Records for this task below:
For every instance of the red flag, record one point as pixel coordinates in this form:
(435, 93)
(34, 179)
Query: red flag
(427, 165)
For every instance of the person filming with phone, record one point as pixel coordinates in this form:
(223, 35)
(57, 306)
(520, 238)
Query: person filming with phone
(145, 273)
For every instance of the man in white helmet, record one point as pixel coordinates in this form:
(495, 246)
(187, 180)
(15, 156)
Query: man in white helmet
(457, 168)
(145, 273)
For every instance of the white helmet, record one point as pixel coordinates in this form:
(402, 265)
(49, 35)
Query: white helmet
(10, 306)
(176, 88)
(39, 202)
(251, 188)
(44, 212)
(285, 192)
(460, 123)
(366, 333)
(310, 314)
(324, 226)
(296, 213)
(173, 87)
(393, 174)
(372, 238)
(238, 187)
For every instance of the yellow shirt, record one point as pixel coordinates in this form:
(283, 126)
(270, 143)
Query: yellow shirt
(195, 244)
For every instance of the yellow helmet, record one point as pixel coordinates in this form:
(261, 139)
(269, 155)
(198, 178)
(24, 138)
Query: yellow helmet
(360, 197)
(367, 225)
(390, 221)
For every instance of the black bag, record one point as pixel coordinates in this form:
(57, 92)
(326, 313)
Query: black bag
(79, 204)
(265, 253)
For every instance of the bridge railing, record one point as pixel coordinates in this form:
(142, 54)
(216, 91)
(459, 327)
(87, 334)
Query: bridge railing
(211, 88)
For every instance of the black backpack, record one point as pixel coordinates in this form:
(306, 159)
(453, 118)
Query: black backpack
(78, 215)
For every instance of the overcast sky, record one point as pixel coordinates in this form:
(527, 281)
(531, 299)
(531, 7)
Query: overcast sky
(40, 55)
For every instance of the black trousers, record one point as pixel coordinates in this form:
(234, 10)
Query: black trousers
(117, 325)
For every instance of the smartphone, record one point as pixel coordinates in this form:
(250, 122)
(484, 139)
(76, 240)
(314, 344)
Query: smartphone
End of Records for this task.
● Your task: Copy out all of the data exactly, leaving nothing out.

● Answer below:
For every instance of the red flag, record one point as pixel coordinates in this form:
(435, 93)
(34, 179)
Query: red flag
(427, 165)
For every instance of the person filming with phone, record one point as pixel coordinates in this form:
(223, 35)
(57, 306)
(520, 238)
Query: person filming with phone
(145, 273)
For every instance of the man in white helmet, record one point as pixel coordinates in this form:
(495, 246)
(187, 180)
(15, 156)
Query: man in white helmet
(457, 168)
(145, 273)
For every instance of the white helmet, record one point as pixel coordinates in this form:
(402, 265)
(49, 35)
Query: white helmet
(10, 306)
(176, 88)
(39, 202)
(251, 188)
(44, 212)
(285, 192)
(460, 123)
(366, 333)
(310, 314)
(324, 226)
(296, 213)
(173, 87)
(393, 174)
(372, 238)
(238, 187)
For every instance of the yellow shirt, record one point as pixel coordinates in this form:
(283, 126)
(270, 143)
Query: yellow shirt
(195, 244)
For every instance of the yellow helmet, record one point as pixel coordinates in this form:
(261, 139)
(269, 155)
(198, 178)
(24, 138)
Query: yellow helmet
(360, 197)
(367, 225)
(390, 221)
For every instance of the black bag, record one point as pixel coordinates in this form:
(57, 92)
(326, 313)
Query: black bag
(79, 204)
(265, 253)
For every instance of the bridge railing, record one point as pixel coordinates in this form:
(142, 54)
(216, 91)
(459, 327)
(87, 334)
Query: bridge railing
(211, 88)
For every instance of the black backpack, record one point as pixel coordinates in this form:
(306, 159)
(453, 118)
Query: black backpack
(78, 215)
For every instance of the overcast sky, record one point as pixel coordinates in this form:
(527, 281)
(531, 299)
(531, 7)
Query: overcast sky
(40, 55)
For every instance of the black trousers, record one point as pixel coordinates in this form:
(234, 10)
Query: black trousers
(117, 325)
For every instance of the smartphone, record one point as pixel coordinates in this form:
(250, 122)
(484, 139)
(76, 240)
(314, 344)
Query: smartphone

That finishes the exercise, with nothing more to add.